Using spatial data and information to solve problems is nothing new. Some of the earliest known maps date back to prehistoric times and can be found in the cave paintings and engravings of the earliest civilizations. Although its interpretation as a map is debated by some, the markings on a fragment of mammoth tusk, excavated in Mezhirichi, Ukraine, in 1966, are thought to represent some dwellings and the location of fishing nets on the bank of a river (Harley and Woodward 1987). Examples from ancient Egypt include the Turin Papyrus Map, believed to date from 1160 BC, which was prepared to assist in recording the location of rock suitable for creating sculptures. The map was annotated with the location of gold deposits, the destinations of some of the wadi routes, and distances between quarries and mines, among other things.

One of the best examples from Roman times is the Forma Urbis Romae, a highly detailed ground plan of every building and monument in Rome. The plan was incised onto marble slabs that hung on a wall in the Templum Pacis in Rome. The exact purpose of the plan is unclear, but given its size and location, it is thought by some to be a decorative representation of the more utilitarian cadastral mapping of the time that may have had some role in urban planning. Also from Roman times, the Peutinger Map or Tabula Peutingeriana, a copy of a Roman map made in the thirteenth century, shows an elongated schematic of the road network in the Roman Empire. The map depicts Roman settlements and the roads connecting them, rivers, mountains, forests, and seas. In addition, the distances between the settlements are recorded in a variety of measurements.

## What you will do
**1.** Answer these questions from the passage on early maps:
(a) Where and in what year was the fragment of mammoth tusk excavated?
(b) From what year is the Turin Papyrus Map believed to date?
(c) Onto what material was the Forma Urbis Romae incised?
**2.** Return the portion of the passage on early maps from "One of the best" to "variety of measurements.", copied word for word.

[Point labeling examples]
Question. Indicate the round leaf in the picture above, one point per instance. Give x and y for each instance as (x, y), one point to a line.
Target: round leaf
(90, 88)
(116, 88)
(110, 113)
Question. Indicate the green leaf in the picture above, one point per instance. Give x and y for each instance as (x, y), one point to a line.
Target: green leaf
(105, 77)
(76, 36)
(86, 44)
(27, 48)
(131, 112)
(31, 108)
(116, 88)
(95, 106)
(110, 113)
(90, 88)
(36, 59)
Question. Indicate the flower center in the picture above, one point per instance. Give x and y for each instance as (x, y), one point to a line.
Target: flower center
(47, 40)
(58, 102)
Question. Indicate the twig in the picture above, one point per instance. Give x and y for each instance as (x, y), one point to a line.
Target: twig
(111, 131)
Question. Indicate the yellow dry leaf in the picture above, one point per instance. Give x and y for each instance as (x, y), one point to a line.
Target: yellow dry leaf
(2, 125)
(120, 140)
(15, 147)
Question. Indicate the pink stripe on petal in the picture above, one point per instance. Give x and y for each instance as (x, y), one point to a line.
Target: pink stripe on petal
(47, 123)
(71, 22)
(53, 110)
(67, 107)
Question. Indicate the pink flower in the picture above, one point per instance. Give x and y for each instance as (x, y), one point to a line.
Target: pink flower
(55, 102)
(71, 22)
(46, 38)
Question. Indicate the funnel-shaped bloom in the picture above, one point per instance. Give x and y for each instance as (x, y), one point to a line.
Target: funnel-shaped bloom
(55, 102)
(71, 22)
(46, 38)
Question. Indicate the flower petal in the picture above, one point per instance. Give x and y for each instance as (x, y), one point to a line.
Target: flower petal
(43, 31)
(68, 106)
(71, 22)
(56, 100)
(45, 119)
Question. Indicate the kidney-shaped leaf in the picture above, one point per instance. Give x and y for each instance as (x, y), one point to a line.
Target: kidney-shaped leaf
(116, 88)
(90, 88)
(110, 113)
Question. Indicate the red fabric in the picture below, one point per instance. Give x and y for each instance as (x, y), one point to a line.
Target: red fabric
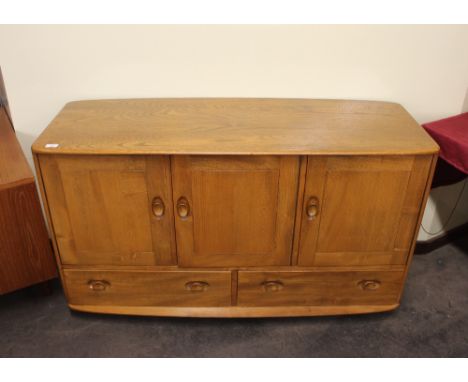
(452, 136)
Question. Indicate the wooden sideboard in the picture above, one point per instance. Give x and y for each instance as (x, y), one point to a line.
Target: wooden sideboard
(234, 207)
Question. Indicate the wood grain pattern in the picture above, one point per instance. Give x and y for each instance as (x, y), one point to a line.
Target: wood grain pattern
(317, 288)
(364, 214)
(235, 311)
(101, 209)
(277, 232)
(242, 209)
(148, 288)
(25, 252)
(234, 126)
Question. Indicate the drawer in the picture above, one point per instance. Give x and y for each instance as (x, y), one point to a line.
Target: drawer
(318, 288)
(148, 288)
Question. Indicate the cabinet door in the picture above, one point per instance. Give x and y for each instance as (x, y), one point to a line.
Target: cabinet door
(110, 210)
(361, 210)
(234, 211)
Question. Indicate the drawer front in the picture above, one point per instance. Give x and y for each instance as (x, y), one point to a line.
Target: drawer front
(296, 288)
(148, 288)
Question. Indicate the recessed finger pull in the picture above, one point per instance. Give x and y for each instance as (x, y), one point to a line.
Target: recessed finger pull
(98, 285)
(369, 285)
(197, 286)
(158, 207)
(183, 208)
(272, 286)
(312, 208)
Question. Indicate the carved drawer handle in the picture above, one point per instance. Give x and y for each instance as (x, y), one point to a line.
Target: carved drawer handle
(197, 286)
(369, 285)
(98, 285)
(272, 286)
(312, 208)
(183, 207)
(158, 207)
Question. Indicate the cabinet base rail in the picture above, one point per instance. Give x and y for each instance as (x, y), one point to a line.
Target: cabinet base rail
(235, 311)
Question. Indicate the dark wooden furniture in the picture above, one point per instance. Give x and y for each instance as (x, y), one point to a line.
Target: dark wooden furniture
(25, 252)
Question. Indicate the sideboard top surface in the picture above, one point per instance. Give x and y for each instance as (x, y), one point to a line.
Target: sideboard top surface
(226, 126)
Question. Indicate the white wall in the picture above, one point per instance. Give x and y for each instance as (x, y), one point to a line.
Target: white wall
(425, 68)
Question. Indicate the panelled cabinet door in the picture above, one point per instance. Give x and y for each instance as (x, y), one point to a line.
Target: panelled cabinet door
(361, 210)
(234, 211)
(111, 210)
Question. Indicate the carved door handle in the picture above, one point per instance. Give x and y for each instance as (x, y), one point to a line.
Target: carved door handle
(197, 286)
(183, 208)
(272, 286)
(98, 285)
(369, 285)
(158, 207)
(312, 208)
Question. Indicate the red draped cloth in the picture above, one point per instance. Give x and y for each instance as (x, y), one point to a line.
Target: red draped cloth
(452, 136)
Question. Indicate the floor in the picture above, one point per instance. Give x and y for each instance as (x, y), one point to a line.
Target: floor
(432, 321)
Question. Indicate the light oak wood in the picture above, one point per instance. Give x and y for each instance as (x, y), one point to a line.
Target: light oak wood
(235, 311)
(278, 233)
(318, 288)
(148, 288)
(102, 209)
(234, 126)
(362, 209)
(238, 211)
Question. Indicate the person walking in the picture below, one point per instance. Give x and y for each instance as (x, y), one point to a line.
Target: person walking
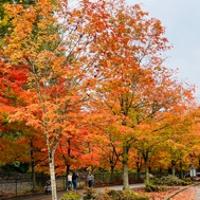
(75, 180)
(90, 180)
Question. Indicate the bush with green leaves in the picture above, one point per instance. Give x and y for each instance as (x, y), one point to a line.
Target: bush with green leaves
(71, 196)
(121, 195)
(170, 181)
(152, 187)
(90, 194)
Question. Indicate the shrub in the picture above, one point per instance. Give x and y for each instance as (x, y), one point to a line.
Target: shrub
(170, 181)
(130, 195)
(71, 196)
(115, 195)
(125, 195)
(90, 194)
(152, 187)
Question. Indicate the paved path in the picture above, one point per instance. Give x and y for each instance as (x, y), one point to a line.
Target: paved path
(101, 189)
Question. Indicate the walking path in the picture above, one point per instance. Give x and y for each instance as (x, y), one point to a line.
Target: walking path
(197, 188)
(100, 189)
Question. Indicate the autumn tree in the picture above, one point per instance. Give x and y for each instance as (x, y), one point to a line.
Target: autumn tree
(133, 86)
(37, 41)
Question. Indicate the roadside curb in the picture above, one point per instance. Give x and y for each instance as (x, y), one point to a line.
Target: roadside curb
(179, 191)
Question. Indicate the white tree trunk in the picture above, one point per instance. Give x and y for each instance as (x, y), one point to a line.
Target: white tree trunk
(125, 167)
(125, 176)
(53, 178)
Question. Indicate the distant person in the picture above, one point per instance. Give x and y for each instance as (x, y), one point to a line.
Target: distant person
(69, 183)
(90, 180)
(75, 180)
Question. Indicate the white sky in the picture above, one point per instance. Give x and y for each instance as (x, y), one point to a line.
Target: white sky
(181, 19)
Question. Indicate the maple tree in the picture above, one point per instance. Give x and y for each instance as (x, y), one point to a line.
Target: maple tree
(36, 42)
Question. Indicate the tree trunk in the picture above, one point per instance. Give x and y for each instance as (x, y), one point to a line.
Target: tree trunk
(125, 168)
(33, 175)
(111, 173)
(67, 163)
(181, 170)
(147, 173)
(67, 173)
(52, 175)
(138, 169)
(173, 171)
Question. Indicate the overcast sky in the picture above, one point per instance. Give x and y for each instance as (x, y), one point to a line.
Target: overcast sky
(181, 19)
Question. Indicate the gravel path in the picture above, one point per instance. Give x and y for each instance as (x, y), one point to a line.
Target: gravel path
(48, 197)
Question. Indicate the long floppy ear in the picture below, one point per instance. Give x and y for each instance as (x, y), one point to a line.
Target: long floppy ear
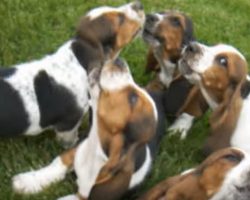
(93, 38)
(183, 187)
(152, 63)
(224, 119)
(189, 32)
(159, 191)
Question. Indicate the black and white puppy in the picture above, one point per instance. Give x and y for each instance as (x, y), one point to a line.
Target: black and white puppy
(52, 92)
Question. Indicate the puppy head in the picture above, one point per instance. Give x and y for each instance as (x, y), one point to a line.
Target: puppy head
(122, 103)
(104, 31)
(167, 33)
(207, 180)
(217, 68)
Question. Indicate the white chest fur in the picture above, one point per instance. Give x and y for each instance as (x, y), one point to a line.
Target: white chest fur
(241, 135)
(63, 67)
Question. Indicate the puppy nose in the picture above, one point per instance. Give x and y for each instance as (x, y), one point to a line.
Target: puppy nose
(192, 48)
(119, 62)
(151, 18)
(137, 6)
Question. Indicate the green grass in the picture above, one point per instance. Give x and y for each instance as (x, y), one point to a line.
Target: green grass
(30, 29)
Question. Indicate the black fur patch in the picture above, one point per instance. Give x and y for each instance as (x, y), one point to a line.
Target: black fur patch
(7, 72)
(176, 95)
(188, 32)
(57, 104)
(245, 90)
(13, 117)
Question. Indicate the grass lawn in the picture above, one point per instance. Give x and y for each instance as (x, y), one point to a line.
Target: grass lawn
(30, 29)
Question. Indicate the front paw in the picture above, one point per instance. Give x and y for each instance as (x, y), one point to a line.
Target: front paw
(69, 197)
(181, 125)
(26, 183)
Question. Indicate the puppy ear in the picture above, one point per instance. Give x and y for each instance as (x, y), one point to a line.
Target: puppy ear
(161, 189)
(152, 63)
(188, 32)
(94, 39)
(224, 119)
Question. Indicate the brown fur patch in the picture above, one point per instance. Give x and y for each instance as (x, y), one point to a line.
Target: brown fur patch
(121, 120)
(172, 39)
(195, 103)
(68, 157)
(201, 183)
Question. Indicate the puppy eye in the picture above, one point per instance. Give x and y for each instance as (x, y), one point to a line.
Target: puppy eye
(222, 61)
(121, 19)
(233, 158)
(175, 21)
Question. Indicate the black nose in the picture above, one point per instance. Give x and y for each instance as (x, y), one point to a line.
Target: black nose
(151, 18)
(137, 6)
(119, 62)
(192, 48)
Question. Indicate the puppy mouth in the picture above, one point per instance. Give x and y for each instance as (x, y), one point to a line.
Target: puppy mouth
(184, 67)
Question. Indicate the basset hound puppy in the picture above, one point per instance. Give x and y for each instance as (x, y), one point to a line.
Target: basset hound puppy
(220, 72)
(52, 92)
(117, 154)
(167, 33)
(224, 175)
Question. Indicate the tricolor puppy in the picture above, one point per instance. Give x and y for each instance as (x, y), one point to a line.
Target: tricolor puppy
(167, 33)
(117, 154)
(224, 175)
(221, 73)
(52, 92)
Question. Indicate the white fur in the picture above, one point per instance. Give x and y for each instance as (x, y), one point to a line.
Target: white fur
(212, 104)
(63, 67)
(182, 125)
(140, 175)
(36, 181)
(69, 197)
(241, 135)
(188, 171)
(126, 9)
(89, 157)
(237, 177)
(205, 61)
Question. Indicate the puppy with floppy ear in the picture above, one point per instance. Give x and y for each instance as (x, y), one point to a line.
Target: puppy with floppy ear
(167, 33)
(221, 73)
(117, 154)
(33, 94)
(105, 31)
(217, 176)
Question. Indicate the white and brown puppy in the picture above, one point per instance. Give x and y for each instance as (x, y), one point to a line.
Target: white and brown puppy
(221, 73)
(52, 92)
(167, 33)
(117, 154)
(224, 175)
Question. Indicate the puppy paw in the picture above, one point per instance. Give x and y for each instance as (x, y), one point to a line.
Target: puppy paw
(27, 183)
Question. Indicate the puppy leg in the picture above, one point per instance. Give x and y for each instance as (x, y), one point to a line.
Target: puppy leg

## Task answers
**1.**
(a) Mezhirichi, Ukraine, in 1966
(b) 1160 BC
(c) Marble slabs

**2.**
One of the best examples from Roman times is the Forma Urbis Romae, a highly detailed ground plan of every building and monument in Rome. The plan was incised onto marble slabs that hung on a wall in the Templum Pacis in Rome. The exact purpose of the plan is unclear, but given its size and location, it is thought by some to be a decorative representation of the more utilitarian cadastral mapping of the time that may have had some role in urban planning. Also from Roman times, the Peutinger Map or Tabula Peutingeriana, a copy of a Roman map made in the thirteenth century, shows an elongated schematic of the road network in the Roman Empire. The map depicts Roman settlements and the roads connecting them, rivers, mountains, forests, and seas. In addition, the distances between the settlements are recorded in a variety of measurements.